Entries drawn from a collection -
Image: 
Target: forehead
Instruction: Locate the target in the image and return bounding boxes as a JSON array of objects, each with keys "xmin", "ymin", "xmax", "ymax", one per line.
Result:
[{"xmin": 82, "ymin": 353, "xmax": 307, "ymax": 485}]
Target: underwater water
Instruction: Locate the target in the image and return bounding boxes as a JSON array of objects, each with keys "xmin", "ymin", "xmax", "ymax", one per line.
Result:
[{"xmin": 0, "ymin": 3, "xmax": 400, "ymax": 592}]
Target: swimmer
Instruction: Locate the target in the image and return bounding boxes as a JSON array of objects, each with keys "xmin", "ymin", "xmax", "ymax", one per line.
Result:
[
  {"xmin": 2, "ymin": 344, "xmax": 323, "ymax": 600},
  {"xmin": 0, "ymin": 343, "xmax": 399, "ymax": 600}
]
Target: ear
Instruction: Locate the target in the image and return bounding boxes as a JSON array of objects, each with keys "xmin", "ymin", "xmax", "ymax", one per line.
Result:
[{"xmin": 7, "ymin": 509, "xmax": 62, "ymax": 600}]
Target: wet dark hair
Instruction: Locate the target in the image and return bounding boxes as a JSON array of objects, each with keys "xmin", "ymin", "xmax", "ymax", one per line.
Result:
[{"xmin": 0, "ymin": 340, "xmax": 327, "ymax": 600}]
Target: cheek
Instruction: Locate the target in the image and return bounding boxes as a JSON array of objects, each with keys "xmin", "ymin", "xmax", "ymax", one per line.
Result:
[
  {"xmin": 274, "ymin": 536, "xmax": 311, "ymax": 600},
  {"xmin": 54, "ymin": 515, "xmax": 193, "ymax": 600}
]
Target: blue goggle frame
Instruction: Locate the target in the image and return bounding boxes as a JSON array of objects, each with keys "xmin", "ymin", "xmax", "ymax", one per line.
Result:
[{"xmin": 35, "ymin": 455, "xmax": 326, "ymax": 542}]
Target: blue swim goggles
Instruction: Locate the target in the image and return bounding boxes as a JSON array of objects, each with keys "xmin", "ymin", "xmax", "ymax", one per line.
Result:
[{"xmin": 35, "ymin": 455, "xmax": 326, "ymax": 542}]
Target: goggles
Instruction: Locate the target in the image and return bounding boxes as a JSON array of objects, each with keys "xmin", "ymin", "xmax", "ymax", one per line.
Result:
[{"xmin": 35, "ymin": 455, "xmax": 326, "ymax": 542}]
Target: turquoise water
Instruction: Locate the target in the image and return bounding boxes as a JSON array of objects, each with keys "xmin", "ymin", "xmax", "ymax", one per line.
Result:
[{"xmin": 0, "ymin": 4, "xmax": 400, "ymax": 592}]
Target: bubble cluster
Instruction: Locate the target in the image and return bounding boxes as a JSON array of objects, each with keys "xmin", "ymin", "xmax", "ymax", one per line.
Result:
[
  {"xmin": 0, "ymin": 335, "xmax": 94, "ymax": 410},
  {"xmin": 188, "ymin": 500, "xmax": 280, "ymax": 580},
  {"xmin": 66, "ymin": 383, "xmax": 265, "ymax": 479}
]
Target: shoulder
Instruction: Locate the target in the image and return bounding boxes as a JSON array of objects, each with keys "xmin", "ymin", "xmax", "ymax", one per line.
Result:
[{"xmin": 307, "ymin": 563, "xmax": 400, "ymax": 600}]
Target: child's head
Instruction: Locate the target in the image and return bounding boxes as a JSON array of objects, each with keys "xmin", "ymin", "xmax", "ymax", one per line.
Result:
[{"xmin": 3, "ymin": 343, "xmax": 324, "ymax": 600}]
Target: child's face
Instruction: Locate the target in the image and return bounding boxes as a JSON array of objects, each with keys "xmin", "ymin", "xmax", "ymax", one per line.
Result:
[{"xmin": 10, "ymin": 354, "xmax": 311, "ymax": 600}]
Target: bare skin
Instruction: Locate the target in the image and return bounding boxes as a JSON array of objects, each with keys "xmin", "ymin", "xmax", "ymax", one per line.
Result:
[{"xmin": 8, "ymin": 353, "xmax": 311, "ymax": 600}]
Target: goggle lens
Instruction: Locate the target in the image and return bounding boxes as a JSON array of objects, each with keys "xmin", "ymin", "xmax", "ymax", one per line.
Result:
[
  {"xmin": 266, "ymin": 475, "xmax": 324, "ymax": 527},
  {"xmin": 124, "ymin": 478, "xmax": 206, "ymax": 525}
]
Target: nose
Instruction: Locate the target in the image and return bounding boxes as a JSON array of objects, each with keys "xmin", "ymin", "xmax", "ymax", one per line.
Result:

TASK TO COMPLETE -
Identify each line in the items above that contains the word "blue" and copy those lines, treating case as significant.

RESULT OF THE EXERCISE -
Target: blue goggle frame
Target: blue swim goggles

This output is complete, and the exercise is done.